■ Secção do documento ■
/---
Os pódios da marcha em Zurique-2014. Fotos: Ian Walton e Michael Steele (Getty Images), e Hagen Pohle. Montagem: O Marchador |
Concluídos os 22.os
Campeonatos da Europa de Atletismo, realizados em Zurique, na Suíça, vale a
pena fazer o balanço das três provas de marcha aí realizadas, assinalando para
cada uma os aspectos mais relevantes numa abordagem geral. Para amanhã fica
reservada a análise do desempenho dos marchadores portugueses.
13
de Agosto, 20 km masculinos
A primeira das provas
de marcha do programa dos europeus de Zurique confirmou Miguel Ángel López como
a grande figura da marcha espanhola do presente e do futuro próximo, revelando
todas as capacidades para dar continuidade aos campeões que a Espanha tem
apresentado desde que em 1978 Jorge Llopart se sagrou campeão europeu dos 50 km
em Praga. Depois de, em 2013, ter alcançado o segundo lugar na Taça da Europa
de Dudince e o terceiro nos mundiais de Moscovo, López era um dos favoritos nos
20 km de Zurique e não deixou os créditos por mãos alheias, relegando para os
lugares mais baixos do pódio precisamente os dois russos que no ano passado
tinham vencido aquelas duas provas: Aleksander Ivanov (campeão em Moscovo) e
Denis Strelkov (vencedor em Dudince).
\---
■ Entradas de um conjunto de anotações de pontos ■
/---
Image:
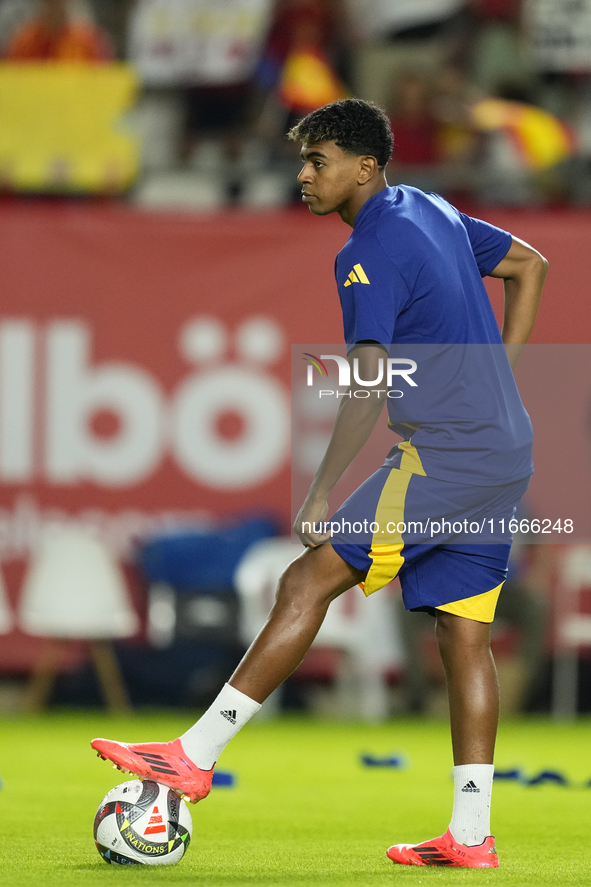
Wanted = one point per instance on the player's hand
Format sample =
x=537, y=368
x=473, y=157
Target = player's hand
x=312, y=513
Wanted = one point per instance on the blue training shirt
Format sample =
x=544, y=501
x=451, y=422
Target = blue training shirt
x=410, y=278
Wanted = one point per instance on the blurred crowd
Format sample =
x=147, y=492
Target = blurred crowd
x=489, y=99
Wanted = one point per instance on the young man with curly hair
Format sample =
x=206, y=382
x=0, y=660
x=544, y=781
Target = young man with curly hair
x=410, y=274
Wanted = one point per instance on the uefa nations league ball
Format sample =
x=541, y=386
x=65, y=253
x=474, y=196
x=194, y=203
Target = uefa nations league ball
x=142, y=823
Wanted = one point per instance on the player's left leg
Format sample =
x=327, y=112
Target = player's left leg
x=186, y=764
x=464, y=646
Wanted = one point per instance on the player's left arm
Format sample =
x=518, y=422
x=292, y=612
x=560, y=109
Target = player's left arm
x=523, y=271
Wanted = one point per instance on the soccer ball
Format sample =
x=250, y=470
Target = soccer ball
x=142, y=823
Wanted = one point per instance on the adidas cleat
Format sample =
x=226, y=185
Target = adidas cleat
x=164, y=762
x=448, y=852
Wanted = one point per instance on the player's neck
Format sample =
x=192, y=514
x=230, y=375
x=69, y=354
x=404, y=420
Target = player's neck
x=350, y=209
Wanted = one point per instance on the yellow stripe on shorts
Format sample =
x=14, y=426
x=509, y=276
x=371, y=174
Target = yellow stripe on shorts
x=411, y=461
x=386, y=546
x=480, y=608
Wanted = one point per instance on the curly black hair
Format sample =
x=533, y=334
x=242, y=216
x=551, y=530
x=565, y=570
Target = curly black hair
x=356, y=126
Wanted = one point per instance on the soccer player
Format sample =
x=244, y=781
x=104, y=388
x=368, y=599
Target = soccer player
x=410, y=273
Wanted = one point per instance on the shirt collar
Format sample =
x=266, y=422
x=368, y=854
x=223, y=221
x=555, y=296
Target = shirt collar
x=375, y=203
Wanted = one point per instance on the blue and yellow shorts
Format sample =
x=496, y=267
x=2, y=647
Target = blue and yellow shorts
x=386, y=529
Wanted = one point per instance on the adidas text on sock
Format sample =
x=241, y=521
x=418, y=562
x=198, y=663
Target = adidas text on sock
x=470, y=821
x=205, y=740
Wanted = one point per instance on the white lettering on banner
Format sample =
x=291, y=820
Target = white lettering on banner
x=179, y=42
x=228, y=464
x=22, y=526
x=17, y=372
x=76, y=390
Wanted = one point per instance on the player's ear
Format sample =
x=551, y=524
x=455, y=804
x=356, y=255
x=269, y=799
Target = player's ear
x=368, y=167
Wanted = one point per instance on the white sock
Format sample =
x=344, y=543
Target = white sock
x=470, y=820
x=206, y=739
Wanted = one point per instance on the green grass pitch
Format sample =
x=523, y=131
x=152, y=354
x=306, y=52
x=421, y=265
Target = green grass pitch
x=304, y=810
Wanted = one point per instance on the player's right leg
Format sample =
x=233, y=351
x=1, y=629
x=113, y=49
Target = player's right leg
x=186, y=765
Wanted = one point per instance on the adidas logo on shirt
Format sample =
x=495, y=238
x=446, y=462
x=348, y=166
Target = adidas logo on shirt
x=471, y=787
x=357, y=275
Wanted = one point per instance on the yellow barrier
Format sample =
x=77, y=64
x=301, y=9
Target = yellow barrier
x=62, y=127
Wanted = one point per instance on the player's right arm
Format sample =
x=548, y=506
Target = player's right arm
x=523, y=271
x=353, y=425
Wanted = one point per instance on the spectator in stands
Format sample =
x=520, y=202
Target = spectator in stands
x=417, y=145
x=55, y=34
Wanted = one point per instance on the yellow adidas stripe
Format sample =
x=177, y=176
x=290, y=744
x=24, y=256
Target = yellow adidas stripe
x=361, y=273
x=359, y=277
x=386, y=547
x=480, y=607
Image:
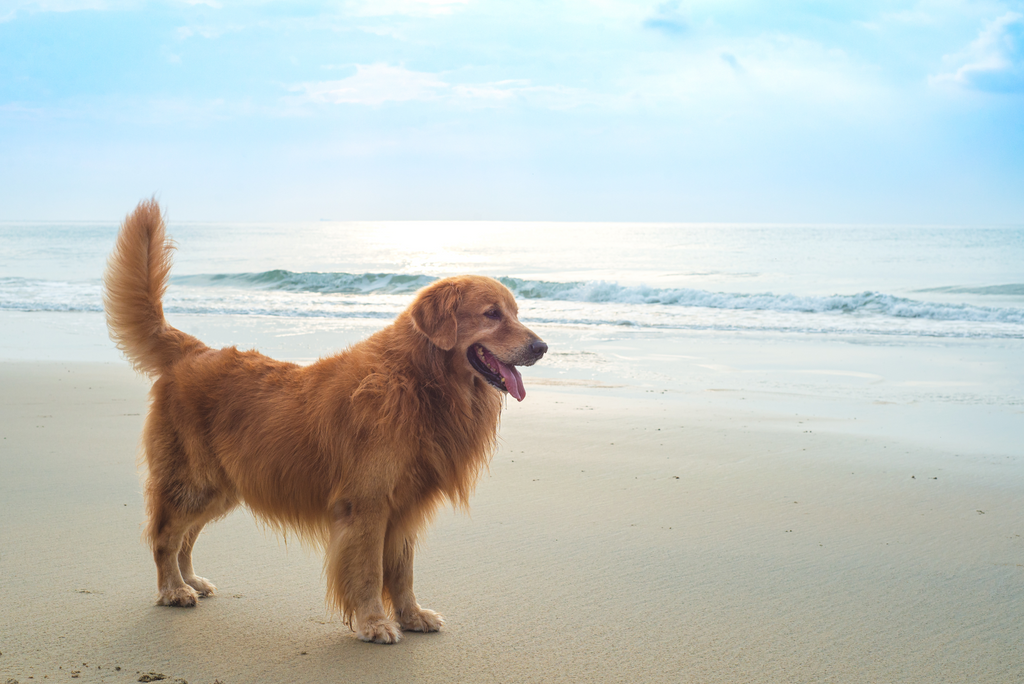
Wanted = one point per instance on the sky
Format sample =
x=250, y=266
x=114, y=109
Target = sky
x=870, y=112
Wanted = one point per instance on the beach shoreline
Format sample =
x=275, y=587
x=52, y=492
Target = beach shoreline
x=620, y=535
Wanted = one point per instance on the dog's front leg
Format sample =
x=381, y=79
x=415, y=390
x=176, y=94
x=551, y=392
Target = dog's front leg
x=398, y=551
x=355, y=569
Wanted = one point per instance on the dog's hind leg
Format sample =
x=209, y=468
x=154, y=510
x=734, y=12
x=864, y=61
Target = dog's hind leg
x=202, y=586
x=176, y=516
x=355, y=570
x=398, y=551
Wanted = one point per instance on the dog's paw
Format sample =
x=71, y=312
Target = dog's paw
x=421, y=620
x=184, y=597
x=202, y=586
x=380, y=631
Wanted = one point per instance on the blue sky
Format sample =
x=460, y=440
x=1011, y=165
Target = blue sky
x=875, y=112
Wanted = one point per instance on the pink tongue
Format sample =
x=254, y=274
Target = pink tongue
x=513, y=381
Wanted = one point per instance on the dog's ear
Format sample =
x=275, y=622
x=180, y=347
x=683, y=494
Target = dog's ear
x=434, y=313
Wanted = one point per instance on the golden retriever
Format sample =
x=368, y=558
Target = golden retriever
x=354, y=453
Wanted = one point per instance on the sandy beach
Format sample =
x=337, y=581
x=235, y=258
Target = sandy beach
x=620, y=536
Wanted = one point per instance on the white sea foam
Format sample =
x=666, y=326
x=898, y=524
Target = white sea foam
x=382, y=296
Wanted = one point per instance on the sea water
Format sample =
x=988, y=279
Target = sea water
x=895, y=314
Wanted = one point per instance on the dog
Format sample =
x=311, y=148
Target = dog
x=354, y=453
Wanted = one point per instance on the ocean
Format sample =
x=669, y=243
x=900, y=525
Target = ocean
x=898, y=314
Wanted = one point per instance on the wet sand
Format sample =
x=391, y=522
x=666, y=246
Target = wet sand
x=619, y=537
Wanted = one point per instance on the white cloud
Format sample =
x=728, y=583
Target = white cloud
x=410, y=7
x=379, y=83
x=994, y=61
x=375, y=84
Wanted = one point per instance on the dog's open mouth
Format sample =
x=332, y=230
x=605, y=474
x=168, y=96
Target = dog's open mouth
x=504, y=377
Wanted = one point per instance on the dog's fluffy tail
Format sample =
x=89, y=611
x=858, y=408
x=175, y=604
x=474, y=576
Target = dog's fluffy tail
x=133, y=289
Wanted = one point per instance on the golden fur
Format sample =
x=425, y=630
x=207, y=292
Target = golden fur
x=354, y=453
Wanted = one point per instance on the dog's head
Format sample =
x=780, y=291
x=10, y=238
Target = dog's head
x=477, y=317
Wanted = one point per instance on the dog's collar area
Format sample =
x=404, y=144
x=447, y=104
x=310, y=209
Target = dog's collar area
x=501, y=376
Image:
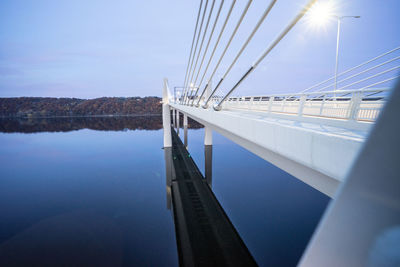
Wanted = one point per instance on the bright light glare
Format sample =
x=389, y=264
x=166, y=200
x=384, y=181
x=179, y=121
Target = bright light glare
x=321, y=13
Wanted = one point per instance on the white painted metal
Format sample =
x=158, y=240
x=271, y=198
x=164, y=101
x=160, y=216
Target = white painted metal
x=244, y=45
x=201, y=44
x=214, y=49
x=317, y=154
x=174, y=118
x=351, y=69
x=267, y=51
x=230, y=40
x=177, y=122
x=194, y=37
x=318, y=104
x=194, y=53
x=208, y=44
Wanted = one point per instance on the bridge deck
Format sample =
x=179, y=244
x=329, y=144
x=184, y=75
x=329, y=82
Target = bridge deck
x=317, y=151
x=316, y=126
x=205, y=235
\---
■ Desafio A ■
Transcreve do texto sobre a marcha em Zurique o trecho que vai de "Os pódios da" até "dos marchadores portugueses.".
■ Desafio B ■
Segundo o texto sobre a marcha em Zurique, quem se sagrou campeão europeu dos 50 km em Praga, em 1978?
■ Desafio C ■
Continua o texto sobre a marcha em Zurique a partir da última frase.

■ Resposta A ■
Os pódios da marcha em Zurique-2014. Fotos: Ian Walton e Michael Steele (Getty Images), e Hagen Pohle. Montagem: O Marchador |
Concluídos os 22.os
Campeonatos da Europa de Atletismo, realizados em Zurique, na Suíça, vale a
pena fazer o balanço das três provas de marcha aí realizadas, assinalando para
cada uma os aspectos mais relevantes numa abordagem geral. Para amanhã fica
reservada a análise do desempenho dos marchadores portugueses.

■ Resposta B ■
Jorge Llopart.

■ Resposta C ■
A marca do espanhol
(1.19.44) não superou o recorde pessoal por 23 segundos, mas tal facto não tira
nenhum brilho ao sucesso do atleta de Múrcia, que, patenteando excelente
técnica, foi capaz de impor-se no momento decisivo ao trio que o acompanhou até
aos metros finais. Aliás, nesse aspecto, cabe salientar o elevado desempenho de
Ivanov e de Strelkov, bem assim como do ucraniano Ruslan Dmytrenko, que merecia
tanto uma medalha como qualquer dos colegas de prova que subiram ao pódio.
Nesta prova, alguns
dos mais jovens participantes demonstraram que vem aí uma geração que há-de
causar furor no mundo da marcha dos próximos anos. Aleksander Ivanov, no
segundo ano de sénior, é um deles, mas também os outros dois espanhóis (Álvaro
Martín, 6.º, e Luís Alberto Amezcua, 10.º) e o alemão Hagen Pohle (15.º), ainda
que este último pareça mais demorado na afirmação no escalão mais elevado.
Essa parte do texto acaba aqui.